### Textauszug ###

Wer könnte Trump schlagen?

Noch ist nicht klar, ob US-Präsident Joe Biden seine Kandidatur niederlegt. Aber auch die Chancen der potenziellen Nach­fol­ge­r:in­nen sind nicht eindeutig – wir schauen auf ihre Stärken und Schwächen und nennen die drei Joker

Von Bernd Pickert

Die ganze Welt scheint sich einig zu sein: Joe Biden muss von einer erneuten Kandidatur um die US-Präsidentschaft absehen und Platz machen. Seit dem desaströsen TV-Duell mit Donald Trump ist sich zumindest die Welt der links-liberalen Medien sehr sicher: Es braucht jemand anderen, um überhaupt eine Chance zu haben, am 5. November einen erneuten Wahlsieg Trumps zu verhindern mit all den Konsequenzen für die USA und die Welt, den eine weitere Trump-Präsidentschaft haben könnte.

### Datenauszug ###

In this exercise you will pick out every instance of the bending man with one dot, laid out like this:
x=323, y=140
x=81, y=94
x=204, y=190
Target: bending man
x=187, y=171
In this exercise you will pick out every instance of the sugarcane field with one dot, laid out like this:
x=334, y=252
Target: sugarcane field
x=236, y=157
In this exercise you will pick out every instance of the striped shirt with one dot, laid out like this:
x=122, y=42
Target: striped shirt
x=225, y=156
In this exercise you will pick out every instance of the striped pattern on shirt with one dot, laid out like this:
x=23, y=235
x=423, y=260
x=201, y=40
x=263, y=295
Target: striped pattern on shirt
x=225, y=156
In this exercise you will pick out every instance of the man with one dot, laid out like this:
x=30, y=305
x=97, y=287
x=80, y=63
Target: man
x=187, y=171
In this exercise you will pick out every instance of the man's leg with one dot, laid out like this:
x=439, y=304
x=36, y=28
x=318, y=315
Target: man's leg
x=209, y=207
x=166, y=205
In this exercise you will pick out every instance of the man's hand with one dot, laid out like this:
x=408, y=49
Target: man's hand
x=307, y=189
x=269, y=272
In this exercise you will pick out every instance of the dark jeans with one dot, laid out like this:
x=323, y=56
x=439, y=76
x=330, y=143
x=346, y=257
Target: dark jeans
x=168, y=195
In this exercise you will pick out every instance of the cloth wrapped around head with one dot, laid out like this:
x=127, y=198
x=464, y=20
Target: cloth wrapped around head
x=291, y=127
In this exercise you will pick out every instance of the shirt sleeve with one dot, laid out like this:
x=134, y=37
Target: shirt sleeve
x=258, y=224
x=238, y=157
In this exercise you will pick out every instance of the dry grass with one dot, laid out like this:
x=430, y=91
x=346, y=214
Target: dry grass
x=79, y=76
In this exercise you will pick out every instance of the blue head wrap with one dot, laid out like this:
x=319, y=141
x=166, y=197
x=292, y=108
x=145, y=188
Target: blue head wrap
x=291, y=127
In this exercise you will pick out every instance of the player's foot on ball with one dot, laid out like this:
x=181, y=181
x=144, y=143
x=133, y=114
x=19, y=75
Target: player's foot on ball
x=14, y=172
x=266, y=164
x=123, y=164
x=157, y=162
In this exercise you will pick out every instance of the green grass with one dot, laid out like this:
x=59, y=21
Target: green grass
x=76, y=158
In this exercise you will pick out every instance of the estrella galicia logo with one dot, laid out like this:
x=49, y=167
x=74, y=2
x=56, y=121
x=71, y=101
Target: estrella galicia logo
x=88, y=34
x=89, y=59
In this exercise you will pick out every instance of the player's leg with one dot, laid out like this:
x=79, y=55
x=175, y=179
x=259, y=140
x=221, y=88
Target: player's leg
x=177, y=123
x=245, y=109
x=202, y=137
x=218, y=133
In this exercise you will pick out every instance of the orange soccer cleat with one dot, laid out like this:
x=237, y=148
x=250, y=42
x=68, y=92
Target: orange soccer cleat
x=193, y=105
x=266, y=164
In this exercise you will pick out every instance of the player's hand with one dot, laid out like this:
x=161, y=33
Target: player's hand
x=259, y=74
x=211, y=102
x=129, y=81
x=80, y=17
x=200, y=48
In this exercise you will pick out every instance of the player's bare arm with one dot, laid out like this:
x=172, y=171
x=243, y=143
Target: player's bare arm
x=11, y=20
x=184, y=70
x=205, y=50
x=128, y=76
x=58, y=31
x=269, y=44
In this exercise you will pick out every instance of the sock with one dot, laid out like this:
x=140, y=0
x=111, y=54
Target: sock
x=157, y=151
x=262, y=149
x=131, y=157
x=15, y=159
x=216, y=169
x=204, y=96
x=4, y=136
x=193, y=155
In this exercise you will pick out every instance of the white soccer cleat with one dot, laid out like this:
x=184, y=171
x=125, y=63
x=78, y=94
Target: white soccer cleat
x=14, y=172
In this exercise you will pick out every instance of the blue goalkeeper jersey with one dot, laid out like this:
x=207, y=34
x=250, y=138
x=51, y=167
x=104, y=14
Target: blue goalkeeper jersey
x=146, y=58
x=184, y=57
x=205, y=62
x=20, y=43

###

▸ Aufgabenstellung
Wie lautet der Satz „Noch ist nicht klar, ob US-Präsident Joe Biden seine Kandidatur niederlegt.“ aus dem Textauszug auf Englisch? Die Einträge stehen in keinem Zusammenhang mit dem Textauszug.

▸ Lösung
It is not yet clear whether US President Joe Biden will withdraw his candidacy.